ACTIVITY – Search the material below for the string "wall". Return every line that holds it.

ENTRIES PROVIDED –
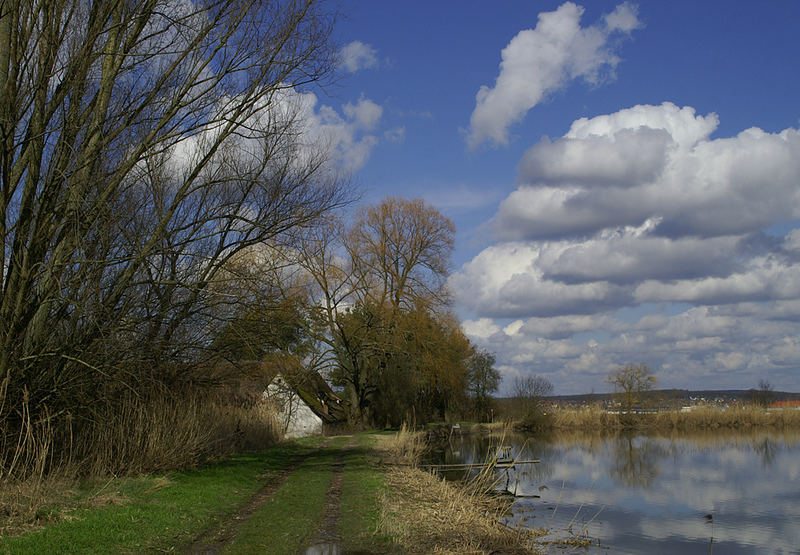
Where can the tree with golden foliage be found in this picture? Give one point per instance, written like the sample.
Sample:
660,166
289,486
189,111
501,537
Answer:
629,383
400,251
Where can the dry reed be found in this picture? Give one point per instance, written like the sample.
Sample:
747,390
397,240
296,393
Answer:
40,460
422,513
737,417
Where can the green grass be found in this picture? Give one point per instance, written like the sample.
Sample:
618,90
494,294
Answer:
286,522
153,513
362,485
166,512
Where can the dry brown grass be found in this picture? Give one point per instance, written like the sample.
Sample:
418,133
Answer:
737,417
422,513
406,447
41,462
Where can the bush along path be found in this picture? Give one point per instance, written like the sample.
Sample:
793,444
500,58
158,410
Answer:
291,498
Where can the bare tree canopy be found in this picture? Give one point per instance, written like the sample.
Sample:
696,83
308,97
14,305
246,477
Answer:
630,382
401,249
144,144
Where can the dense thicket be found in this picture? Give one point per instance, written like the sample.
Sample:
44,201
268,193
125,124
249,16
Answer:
144,144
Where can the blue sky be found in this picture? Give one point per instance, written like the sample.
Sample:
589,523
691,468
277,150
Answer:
624,178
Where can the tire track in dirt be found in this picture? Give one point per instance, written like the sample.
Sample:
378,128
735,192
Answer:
326,537
214,539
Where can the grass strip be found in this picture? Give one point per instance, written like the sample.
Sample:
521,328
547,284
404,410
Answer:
157,513
362,485
291,515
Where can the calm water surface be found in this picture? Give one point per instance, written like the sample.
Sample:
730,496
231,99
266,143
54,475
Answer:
714,493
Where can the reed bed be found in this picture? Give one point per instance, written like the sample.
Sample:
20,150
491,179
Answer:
406,447
737,417
42,460
423,513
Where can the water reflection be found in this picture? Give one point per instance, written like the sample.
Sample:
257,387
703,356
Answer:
635,460
730,493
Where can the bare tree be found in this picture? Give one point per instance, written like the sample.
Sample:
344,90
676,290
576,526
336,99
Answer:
144,144
401,251
369,279
629,383
529,392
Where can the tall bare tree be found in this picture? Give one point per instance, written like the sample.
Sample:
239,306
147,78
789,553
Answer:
144,143
401,250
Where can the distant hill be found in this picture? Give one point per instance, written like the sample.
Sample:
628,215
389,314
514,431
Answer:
681,396
677,397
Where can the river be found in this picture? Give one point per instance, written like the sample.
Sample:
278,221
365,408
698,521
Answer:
724,493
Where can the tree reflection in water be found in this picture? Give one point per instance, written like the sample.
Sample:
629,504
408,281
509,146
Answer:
635,460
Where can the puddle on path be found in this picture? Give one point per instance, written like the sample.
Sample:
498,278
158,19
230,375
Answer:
324,549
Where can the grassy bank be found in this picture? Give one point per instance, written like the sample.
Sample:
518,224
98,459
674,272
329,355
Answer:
217,505
155,512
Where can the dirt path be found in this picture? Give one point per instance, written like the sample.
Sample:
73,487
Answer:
327,535
214,540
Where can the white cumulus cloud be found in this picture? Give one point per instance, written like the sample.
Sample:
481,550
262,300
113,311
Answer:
358,55
542,60
640,236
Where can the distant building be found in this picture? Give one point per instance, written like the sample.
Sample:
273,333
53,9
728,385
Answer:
306,404
785,405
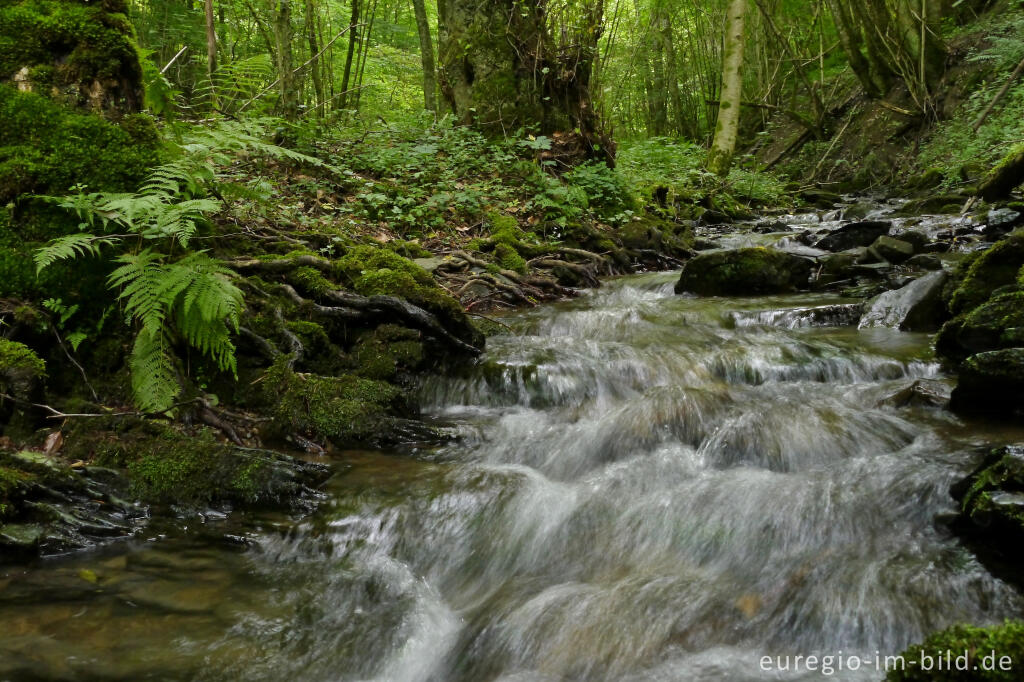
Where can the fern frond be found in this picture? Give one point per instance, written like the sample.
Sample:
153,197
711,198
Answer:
67,248
154,379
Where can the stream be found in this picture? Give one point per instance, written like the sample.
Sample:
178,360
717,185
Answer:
644,486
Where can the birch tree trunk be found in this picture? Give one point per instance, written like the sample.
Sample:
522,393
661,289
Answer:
211,49
724,145
426,56
283,36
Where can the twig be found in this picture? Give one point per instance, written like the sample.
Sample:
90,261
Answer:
173,59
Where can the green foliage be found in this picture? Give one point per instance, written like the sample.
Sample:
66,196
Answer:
97,34
47,148
194,297
679,168
344,410
606,192
954,144
184,296
1004,640
19,368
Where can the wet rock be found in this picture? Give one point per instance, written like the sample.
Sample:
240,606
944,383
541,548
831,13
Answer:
989,327
854,235
991,501
429,264
915,307
1001,220
821,199
922,393
918,239
991,383
925,261
744,271
892,250
858,211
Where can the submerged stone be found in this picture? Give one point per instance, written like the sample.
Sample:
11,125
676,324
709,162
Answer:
892,250
744,271
854,235
915,307
991,383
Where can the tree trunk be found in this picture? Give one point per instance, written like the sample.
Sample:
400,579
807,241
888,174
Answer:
283,36
720,157
211,49
313,50
426,56
502,71
353,39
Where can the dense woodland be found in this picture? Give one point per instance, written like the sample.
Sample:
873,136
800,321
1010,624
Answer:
231,228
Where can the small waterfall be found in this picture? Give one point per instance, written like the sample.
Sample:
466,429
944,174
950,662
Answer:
646,486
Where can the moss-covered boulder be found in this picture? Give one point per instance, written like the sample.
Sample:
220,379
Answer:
854,235
373,270
20,369
345,411
994,325
985,654
164,465
991,383
998,266
743,272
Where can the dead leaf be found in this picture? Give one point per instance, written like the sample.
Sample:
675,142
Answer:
53,442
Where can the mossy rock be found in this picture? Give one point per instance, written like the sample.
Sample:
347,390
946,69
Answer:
77,50
371,270
973,642
20,369
996,267
166,466
991,383
649,232
388,351
346,410
743,272
991,326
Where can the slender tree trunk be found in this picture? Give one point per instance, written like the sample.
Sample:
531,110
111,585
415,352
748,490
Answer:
426,56
353,38
313,50
211,49
724,145
283,36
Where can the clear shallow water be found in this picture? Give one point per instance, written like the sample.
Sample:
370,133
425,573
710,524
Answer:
645,487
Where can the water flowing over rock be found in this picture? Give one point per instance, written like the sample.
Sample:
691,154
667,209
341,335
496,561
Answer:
643,486
744,271
854,235
915,307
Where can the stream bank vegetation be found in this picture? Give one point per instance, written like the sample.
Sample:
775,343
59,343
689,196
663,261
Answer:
235,228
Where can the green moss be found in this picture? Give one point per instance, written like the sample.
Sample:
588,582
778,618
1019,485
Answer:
976,643
346,410
46,148
984,328
11,483
743,271
996,267
311,282
510,259
409,249
373,271
91,39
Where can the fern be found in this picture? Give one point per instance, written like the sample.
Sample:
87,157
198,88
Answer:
189,299
196,293
154,376
72,246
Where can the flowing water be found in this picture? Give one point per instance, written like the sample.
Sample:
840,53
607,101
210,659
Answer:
644,486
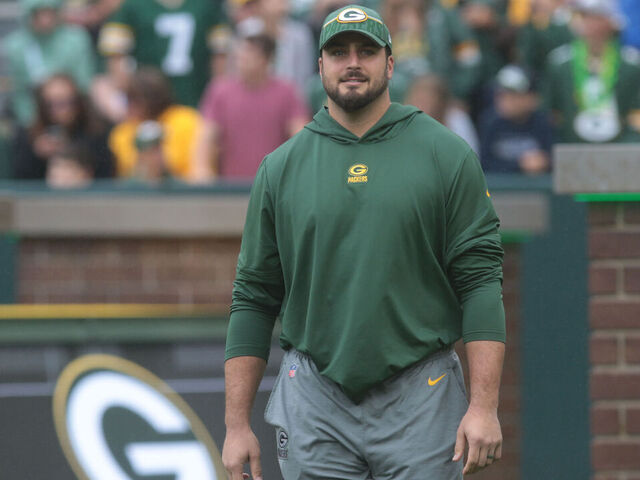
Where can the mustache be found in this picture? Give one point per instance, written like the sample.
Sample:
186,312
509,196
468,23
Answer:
355,75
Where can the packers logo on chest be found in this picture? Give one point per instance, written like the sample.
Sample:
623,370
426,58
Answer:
358,173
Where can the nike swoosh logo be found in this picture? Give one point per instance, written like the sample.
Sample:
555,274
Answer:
433,382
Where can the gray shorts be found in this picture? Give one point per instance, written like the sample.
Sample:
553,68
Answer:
404,429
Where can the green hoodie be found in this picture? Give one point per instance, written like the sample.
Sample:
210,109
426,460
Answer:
375,251
32,58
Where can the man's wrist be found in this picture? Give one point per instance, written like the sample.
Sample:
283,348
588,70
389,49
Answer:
483,406
237,425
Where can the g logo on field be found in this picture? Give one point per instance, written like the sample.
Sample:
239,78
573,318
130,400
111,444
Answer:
358,173
283,439
358,170
117,421
352,15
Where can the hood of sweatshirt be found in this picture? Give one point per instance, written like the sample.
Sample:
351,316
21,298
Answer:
395,119
28,6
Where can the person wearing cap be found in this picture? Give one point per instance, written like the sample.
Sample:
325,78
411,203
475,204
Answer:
516,135
185,39
42,47
593,84
548,28
371,234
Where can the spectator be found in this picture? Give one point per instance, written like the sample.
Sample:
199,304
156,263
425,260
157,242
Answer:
63,117
108,90
295,58
487,19
548,28
247,116
593,84
90,14
631,32
43,46
430,39
176,37
149,99
70,167
431,95
516,136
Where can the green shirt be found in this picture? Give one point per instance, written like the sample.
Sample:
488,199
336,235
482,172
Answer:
454,52
535,41
563,101
376,251
176,40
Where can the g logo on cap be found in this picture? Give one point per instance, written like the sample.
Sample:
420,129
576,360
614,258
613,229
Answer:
352,15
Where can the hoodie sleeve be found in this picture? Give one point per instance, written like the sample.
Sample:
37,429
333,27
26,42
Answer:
259,286
474,253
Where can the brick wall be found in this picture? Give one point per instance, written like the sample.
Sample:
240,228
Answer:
187,271
201,271
614,284
509,412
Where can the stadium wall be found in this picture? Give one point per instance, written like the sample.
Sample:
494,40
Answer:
606,179
145,249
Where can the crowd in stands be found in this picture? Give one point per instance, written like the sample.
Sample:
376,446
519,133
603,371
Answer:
197,90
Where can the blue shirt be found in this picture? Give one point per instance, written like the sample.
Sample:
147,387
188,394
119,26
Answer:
503,141
631,33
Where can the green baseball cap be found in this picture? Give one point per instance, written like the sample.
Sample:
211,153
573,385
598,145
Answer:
355,18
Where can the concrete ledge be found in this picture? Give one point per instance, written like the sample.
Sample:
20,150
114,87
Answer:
522,212
126,216
596,168
117,215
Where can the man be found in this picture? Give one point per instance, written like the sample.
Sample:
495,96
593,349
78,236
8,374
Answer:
248,115
548,28
176,36
593,84
516,135
42,47
372,235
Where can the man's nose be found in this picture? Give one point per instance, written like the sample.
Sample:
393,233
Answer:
354,59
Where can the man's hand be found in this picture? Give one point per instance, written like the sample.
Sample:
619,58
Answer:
480,429
241,446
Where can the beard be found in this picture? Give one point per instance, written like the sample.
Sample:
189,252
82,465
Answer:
353,100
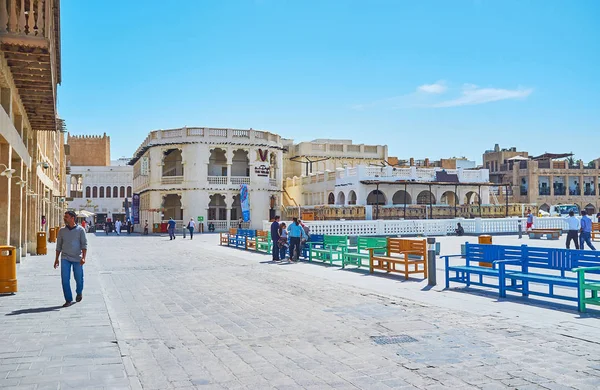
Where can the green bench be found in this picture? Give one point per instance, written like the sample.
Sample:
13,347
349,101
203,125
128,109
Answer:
356,255
332,249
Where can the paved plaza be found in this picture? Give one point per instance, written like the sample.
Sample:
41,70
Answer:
185,314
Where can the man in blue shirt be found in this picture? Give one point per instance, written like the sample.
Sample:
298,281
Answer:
275,237
171,229
296,232
586,231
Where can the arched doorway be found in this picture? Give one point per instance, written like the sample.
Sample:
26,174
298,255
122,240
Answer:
172,163
331,198
352,197
472,198
426,197
401,197
376,197
449,198
172,207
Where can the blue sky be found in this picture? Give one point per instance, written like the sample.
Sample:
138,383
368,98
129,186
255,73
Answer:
429,78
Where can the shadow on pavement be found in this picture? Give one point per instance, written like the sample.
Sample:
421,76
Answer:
34,310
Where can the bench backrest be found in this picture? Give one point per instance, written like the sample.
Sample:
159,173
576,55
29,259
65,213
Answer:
335,240
488,253
316,238
396,246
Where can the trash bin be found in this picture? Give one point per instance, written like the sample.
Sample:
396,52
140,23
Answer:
41,243
485,239
8,269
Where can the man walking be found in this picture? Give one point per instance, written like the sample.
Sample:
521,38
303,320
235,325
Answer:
275,237
586,231
72,244
573,231
171,228
191,227
296,234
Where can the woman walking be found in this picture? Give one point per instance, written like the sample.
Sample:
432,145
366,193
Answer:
282,243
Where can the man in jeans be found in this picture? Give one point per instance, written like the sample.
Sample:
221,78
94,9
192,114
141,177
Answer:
296,234
72,243
275,237
573,231
586,231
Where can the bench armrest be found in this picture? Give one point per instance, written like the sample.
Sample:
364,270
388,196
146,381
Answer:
584,269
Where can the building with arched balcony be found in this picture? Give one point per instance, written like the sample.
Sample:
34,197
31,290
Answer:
196,172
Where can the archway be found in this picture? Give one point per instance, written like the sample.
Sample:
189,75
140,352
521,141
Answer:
341,198
172,207
376,197
172,163
217,209
217,163
426,197
352,197
472,198
401,197
450,198
331,198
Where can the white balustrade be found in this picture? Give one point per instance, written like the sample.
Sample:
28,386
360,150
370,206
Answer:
237,180
217,179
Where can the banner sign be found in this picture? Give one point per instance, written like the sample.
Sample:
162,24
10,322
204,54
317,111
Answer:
245,201
135,208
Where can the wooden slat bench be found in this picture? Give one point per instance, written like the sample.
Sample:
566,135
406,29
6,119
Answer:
401,256
595,230
225,237
356,255
330,250
552,267
550,234
251,242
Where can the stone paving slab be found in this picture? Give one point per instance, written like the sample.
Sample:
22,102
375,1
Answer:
160,314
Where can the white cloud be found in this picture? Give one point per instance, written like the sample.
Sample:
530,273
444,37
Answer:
472,95
436,88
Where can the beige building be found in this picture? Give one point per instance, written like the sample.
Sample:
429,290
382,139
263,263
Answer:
32,156
546,180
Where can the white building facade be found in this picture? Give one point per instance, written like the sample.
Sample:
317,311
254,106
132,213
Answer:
101,190
388,186
196,173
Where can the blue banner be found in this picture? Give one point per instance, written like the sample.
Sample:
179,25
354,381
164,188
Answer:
135,209
245,202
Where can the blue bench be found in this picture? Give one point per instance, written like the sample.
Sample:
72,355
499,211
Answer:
474,254
241,237
551,267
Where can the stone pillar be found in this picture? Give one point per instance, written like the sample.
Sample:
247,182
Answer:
16,219
5,193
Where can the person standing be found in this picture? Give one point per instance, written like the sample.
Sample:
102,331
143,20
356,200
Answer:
529,220
171,228
572,233
191,226
275,238
71,246
296,233
585,236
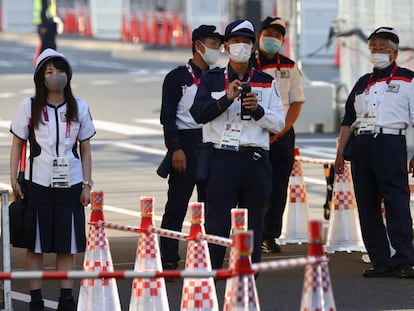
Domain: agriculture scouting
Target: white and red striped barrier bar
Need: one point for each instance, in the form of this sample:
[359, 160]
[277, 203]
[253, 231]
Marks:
[168, 274]
[284, 264]
[315, 161]
[166, 233]
[213, 239]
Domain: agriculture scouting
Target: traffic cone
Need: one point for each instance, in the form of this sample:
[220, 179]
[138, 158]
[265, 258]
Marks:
[238, 223]
[296, 215]
[243, 292]
[187, 36]
[337, 56]
[125, 34]
[344, 232]
[177, 30]
[69, 25]
[148, 294]
[144, 28]
[37, 53]
[165, 32]
[134, 32]
[198, 293]
[317, 289]
[155, 30]
[98, 294]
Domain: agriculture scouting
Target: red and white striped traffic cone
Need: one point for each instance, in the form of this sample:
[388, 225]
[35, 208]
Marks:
[317, 290]
[296, 216]
[243, 292]
[344, 233]
[148, 294]
[238, 223]
[98, 294]
[198, 293]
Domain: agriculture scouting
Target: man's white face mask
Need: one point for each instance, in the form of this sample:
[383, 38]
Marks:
[210, 56]
[240, 52]
[380, 60]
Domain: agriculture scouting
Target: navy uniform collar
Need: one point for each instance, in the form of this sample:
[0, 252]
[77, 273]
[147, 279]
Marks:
[233, 75]
[379, 73]
[197, 70]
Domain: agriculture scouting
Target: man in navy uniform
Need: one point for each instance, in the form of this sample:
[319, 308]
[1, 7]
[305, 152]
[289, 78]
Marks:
[183, 135]
[239, 173]
[267, 58]
[378, 111]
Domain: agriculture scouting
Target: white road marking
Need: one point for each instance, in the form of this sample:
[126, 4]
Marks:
[125, 129]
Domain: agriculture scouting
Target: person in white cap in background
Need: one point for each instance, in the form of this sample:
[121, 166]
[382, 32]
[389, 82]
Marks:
[267, 58]
[58, 127]
[378, 111]
[237, 126]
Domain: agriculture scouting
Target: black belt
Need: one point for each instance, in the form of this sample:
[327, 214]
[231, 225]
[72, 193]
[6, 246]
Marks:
[257, 152]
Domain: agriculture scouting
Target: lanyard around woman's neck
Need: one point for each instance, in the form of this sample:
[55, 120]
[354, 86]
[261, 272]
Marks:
[50, 134]
[226, 77]
[196, 80]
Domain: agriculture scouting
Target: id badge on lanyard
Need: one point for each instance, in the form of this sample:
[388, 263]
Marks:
[230, 138]
[60, 177]
[60, 165]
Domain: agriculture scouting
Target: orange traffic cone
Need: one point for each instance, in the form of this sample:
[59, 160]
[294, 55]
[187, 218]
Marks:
[144, 28]
[134, 33]
[238, 223]
[243, 293]
[296, 215]
[344, 233]
[317, 290]
[148, 294]
[199, 293]
[69, 25]
[165, 32]
[337, 56]
[125, 34]
[98, 294]
[37, 53]
[155, 30]
[177, 30]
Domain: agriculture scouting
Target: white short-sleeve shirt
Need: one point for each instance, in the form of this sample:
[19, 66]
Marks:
[51, 138]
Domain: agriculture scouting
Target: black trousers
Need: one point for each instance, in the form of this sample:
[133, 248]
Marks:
[379, 170]
[282, 159]
[180, 190]
[236, 179]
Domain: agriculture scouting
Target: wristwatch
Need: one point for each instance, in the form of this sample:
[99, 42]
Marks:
[88, 182]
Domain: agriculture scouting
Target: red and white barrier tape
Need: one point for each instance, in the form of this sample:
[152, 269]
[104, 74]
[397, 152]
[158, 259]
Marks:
[315, 161]
[168, 274]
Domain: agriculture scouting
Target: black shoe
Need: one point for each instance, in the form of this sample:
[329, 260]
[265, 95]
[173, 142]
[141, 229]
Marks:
[269, 245]
[66, 304]
[404, 271]
[377, 272]
[36, 305]
[170, 265]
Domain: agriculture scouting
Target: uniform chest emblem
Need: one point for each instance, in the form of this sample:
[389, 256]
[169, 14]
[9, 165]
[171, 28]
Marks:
[393, 88]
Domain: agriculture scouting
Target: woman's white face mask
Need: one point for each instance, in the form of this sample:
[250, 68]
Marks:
[210, 56]
[240, 52]
[380, 60]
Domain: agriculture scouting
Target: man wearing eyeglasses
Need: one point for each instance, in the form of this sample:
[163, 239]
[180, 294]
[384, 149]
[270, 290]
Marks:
[378, 111]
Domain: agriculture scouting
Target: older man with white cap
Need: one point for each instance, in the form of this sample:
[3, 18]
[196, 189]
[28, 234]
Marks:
[378, 111]
[237, 125]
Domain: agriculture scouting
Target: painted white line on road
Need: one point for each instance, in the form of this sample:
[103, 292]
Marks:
[124, 129]
[132, 213]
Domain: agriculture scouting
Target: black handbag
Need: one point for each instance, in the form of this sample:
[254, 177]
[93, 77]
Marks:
[348, 148]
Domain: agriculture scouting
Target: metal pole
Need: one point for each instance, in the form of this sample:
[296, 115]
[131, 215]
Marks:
[5, 234]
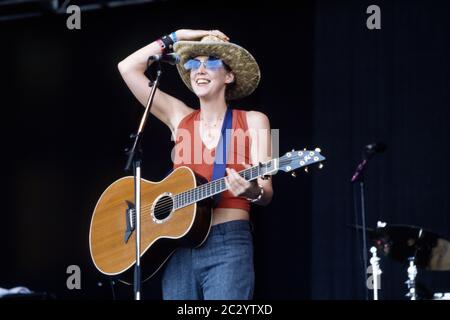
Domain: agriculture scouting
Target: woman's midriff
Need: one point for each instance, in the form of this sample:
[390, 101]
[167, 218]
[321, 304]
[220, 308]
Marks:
[221, 215]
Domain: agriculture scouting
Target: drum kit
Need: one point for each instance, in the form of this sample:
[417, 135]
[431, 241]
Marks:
[418, 248]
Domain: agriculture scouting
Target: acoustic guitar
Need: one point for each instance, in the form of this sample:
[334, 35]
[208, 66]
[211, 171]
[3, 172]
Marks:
[175, 212]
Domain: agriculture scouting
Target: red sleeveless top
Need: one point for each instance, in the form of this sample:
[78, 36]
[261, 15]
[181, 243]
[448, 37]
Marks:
[190, 151]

RESPONSE BOX –
Where can the brick wall be found in this picture? Give one point per instance, written like the sample.
Where can the stadium wall be found in this picture? Give one point per instance, written like the sample.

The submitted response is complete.